* GOAL
Copy out the line containing "Objective — for the sandy" and each line after it, through the last one in the material, exactly as written.

* INPUT DATA
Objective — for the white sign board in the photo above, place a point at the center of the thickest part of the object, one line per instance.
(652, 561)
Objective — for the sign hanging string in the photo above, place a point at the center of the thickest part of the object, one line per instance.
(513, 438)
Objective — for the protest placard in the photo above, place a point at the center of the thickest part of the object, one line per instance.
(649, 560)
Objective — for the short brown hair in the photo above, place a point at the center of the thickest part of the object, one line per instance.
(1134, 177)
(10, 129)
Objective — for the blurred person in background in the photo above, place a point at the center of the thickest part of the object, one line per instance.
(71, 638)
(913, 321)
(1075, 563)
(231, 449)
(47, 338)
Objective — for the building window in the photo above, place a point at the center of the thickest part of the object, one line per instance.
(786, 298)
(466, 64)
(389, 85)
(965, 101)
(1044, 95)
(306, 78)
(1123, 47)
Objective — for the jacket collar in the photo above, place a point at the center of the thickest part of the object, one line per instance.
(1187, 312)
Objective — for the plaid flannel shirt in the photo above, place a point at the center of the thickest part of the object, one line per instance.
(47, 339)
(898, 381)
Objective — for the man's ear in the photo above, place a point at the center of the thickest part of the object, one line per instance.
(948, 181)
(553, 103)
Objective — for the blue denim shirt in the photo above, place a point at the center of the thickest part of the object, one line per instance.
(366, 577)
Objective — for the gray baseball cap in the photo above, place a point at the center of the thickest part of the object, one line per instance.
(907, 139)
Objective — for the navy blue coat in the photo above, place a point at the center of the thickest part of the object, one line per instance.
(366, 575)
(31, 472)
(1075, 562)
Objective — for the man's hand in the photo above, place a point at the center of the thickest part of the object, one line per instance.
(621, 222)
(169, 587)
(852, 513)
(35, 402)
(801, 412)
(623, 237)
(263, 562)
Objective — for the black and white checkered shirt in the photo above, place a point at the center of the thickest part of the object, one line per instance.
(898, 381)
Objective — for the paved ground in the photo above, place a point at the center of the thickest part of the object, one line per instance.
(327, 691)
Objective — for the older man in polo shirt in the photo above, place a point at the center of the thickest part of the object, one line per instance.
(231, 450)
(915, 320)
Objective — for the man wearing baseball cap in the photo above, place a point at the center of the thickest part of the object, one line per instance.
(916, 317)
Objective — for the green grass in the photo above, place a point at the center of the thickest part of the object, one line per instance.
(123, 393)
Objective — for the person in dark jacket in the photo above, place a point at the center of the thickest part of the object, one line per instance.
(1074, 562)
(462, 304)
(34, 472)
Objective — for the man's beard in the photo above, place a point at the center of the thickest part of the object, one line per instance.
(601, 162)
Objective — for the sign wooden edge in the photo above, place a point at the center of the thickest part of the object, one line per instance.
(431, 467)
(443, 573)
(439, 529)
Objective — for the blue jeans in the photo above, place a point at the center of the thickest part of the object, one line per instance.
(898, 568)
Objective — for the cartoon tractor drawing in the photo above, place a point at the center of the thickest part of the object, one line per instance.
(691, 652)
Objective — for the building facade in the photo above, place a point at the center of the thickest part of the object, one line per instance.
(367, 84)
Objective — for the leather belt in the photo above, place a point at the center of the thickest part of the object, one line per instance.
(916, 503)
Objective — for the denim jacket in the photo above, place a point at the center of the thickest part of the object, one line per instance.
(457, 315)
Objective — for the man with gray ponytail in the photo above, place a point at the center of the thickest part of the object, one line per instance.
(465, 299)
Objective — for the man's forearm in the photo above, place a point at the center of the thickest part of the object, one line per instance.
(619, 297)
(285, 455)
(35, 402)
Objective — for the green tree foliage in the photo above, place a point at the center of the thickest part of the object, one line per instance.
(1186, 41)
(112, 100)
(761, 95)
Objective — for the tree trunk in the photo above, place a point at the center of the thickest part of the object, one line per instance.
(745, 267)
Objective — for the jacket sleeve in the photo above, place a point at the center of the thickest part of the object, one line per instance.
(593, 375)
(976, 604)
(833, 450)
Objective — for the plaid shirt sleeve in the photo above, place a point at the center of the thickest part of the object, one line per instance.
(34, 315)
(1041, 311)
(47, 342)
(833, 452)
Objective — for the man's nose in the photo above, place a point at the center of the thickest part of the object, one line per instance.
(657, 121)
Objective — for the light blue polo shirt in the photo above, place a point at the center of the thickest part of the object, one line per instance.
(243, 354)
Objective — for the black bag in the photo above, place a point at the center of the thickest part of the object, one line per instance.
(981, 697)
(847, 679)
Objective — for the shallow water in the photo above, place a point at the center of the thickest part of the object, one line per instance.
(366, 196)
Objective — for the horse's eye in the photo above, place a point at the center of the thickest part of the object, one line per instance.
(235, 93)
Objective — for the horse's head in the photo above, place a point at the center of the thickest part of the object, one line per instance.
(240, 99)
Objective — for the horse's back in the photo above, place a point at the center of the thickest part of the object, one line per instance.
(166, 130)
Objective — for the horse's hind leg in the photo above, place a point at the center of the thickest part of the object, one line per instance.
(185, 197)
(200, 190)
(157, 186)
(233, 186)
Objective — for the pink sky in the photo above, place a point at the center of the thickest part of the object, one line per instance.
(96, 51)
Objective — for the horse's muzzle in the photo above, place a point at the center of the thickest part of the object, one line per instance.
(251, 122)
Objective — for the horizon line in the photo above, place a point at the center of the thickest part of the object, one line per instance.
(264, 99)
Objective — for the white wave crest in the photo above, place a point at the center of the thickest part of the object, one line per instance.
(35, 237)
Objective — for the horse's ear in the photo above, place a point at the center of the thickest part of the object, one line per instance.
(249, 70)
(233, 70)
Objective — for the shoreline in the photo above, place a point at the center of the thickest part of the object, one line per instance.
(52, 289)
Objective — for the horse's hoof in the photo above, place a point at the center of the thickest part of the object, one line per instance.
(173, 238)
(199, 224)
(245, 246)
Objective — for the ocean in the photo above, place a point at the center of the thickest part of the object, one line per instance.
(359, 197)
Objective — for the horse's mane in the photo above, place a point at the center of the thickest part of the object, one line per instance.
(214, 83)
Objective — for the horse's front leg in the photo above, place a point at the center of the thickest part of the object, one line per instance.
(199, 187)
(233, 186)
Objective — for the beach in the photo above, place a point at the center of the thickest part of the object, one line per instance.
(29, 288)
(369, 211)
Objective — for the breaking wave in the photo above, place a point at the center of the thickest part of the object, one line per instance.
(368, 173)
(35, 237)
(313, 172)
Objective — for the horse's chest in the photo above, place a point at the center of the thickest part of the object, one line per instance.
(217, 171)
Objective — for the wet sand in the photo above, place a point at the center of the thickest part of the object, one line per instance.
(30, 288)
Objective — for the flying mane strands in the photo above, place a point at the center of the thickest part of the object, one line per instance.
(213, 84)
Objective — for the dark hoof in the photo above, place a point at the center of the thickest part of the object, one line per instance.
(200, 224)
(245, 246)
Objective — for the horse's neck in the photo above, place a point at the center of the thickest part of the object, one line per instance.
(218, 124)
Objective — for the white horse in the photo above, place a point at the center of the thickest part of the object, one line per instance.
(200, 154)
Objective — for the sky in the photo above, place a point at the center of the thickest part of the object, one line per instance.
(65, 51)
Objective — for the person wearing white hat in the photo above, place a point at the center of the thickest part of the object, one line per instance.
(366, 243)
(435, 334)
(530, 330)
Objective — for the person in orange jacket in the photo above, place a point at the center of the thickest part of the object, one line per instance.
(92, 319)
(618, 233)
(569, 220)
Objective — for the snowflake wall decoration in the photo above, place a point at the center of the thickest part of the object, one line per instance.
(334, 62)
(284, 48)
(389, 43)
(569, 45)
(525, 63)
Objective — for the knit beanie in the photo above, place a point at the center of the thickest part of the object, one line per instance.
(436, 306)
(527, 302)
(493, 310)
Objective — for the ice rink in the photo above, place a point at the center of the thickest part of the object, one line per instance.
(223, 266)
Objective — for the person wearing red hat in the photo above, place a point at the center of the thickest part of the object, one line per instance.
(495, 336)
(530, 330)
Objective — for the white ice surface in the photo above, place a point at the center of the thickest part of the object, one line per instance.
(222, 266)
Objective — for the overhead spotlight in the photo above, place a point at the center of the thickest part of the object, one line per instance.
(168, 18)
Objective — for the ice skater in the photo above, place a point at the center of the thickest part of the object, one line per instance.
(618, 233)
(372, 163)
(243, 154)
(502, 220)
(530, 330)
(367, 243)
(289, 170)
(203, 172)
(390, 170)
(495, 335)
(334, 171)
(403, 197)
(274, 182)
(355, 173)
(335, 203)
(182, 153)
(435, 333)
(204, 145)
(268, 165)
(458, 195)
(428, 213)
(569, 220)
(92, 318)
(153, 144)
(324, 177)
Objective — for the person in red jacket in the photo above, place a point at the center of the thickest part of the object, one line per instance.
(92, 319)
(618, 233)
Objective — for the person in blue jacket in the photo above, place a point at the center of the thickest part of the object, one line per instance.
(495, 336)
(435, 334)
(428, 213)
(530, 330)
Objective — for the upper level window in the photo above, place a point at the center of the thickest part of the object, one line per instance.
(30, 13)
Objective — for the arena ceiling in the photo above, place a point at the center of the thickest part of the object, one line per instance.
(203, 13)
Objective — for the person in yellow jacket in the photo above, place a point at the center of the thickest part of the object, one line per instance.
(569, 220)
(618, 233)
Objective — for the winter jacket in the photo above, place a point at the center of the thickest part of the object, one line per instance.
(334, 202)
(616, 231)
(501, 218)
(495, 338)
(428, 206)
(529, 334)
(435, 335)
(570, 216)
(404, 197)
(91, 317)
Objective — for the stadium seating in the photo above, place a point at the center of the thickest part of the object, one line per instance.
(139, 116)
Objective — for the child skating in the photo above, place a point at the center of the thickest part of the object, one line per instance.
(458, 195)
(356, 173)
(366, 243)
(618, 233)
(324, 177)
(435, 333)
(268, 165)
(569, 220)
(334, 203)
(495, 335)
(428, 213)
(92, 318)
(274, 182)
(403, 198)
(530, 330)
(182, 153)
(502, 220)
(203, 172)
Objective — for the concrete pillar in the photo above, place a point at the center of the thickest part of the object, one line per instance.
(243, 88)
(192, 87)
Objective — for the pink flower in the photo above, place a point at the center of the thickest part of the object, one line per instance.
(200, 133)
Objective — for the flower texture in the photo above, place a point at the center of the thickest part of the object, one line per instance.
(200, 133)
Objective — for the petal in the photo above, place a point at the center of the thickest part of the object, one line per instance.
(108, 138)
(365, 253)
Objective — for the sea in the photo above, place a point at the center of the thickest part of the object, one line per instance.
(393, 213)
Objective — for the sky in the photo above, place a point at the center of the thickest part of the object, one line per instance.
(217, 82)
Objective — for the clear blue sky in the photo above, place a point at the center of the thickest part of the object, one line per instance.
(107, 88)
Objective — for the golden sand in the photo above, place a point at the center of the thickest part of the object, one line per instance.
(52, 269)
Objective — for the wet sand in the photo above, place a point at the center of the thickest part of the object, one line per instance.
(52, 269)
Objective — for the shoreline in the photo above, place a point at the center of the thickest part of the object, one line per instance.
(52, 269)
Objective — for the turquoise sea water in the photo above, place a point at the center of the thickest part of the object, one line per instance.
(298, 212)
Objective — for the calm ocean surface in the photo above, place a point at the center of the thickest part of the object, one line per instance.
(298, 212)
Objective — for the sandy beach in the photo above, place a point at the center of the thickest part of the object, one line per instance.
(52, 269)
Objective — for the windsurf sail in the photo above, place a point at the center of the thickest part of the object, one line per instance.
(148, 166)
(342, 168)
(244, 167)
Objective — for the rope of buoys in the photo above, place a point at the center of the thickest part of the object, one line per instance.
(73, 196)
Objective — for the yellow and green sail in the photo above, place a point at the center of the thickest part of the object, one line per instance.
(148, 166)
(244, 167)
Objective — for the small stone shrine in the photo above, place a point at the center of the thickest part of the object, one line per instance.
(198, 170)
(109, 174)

* COMPLETE ANSWER
Objective — for the sandy beach in the photo above, place a point at the center of the thickest part of the object, one line per instance.
(52, 269)
Objective — for the windsurf sail in the photo above, place a point at the center of the thickest part of the object, one line per instance.
(148, 166)
(342, 168)
(244, 167)
Objective — for the rope of buoys in the photo above, place a point at the center of the thickest part of the object, one line per instance.
(73, 196)
Objective — for the yellow and green sail in the photo above, place a point at the center of the thickest part of the object, one line per instance.
(148, 166)
(244, 167)
Objective — for the small stone shrine in the photo above, place a point at the center of the thickest part of the object, one line per instance.
(198, 170)
(109, 174)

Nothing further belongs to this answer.